Lesetext
Wissenschaft ist heute stark vom Staat also von seinen Bürgen mitfinanziert. Ohne diese Drittmittel geht es gar nicht mehr. Da MUSS man liefern, was bestellt wird, sonst “ene mene muh und raus bist du”.

Frank-Michael Goldmann, Dänemark / 13.05.2020

“Fürchten um Meinungsfreiheit.”  Welche Meinungsfreiheit? Pfiat Euch!

Roland Stolla-Besta / 13.05.2020

Die Rassenlehre der Nazis gerierte sich auch als “Wissenschaft”, übrigens nicht nur in Deutschland. Ähnlich ist es mit dem Dschender-Schwachsinn. Kaum eine*r kann der Versuchung widerstehen, für wichtig genommen zu werden.

Deine Aufgabe A
Als was gab sich die Rassenlehre der Nazis laut dem Lesetext aus?
Deine Aufgabe B
Schreib aus dem Lesetext den Teil heraus, der bei „Roland Stolla-Besta /“ anfängt und mit „genommen zu werden.“ aufhört.

Die Daten
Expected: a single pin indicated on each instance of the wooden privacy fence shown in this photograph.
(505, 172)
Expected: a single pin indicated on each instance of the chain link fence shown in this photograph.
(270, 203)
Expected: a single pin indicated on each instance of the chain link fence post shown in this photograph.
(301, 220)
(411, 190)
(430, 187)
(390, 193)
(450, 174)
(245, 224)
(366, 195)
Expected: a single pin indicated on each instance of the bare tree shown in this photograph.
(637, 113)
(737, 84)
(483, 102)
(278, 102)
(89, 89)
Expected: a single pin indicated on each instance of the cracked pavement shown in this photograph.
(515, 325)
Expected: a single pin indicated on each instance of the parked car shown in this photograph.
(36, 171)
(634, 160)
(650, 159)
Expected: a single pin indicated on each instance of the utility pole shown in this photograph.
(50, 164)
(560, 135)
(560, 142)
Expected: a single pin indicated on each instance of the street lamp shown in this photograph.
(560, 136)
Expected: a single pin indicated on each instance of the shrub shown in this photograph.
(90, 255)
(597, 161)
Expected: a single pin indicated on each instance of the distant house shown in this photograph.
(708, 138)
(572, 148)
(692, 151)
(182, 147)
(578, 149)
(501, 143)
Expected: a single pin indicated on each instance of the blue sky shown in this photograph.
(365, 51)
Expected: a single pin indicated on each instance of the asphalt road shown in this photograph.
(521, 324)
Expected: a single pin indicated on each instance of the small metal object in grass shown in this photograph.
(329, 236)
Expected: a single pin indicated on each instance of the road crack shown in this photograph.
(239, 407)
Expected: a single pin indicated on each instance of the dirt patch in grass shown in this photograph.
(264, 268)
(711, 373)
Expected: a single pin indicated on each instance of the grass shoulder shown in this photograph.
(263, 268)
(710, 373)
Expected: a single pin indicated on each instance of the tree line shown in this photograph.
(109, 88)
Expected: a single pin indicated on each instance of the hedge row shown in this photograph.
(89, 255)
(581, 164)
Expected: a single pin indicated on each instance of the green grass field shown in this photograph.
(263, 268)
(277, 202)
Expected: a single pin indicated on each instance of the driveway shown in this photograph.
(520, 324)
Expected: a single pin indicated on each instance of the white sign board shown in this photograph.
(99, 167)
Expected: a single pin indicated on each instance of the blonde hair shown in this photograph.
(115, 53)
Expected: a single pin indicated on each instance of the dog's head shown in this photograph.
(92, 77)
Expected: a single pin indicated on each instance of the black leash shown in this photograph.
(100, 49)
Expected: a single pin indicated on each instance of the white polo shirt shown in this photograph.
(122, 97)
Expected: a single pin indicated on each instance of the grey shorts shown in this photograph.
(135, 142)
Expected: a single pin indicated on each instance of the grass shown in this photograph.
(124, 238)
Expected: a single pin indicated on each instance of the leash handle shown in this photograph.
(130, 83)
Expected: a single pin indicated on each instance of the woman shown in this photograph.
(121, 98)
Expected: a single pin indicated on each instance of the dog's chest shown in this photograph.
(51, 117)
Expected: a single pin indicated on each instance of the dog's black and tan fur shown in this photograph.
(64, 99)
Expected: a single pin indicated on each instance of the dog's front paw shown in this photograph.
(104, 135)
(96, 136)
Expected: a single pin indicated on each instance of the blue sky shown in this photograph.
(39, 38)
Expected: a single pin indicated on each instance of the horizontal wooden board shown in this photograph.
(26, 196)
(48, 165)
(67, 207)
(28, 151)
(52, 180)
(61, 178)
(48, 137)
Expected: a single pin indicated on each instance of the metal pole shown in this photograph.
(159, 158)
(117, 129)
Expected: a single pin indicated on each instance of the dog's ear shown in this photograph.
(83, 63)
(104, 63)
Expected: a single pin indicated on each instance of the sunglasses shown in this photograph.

Lösung A
Als „Wissenschaft“.

Lösung B
Roland Stolla-Besta / 13.05.2020

Die Rassenlehre der Nazis gerierte sich auch als “Wissenschaft”, übrigens nicht nur in Deutschland. Ähnlich ist es mit dem Dschender-Schwachsinn. Kaum eine*r kann der Versuchung widerstehen, für wichtig genommen zu werden.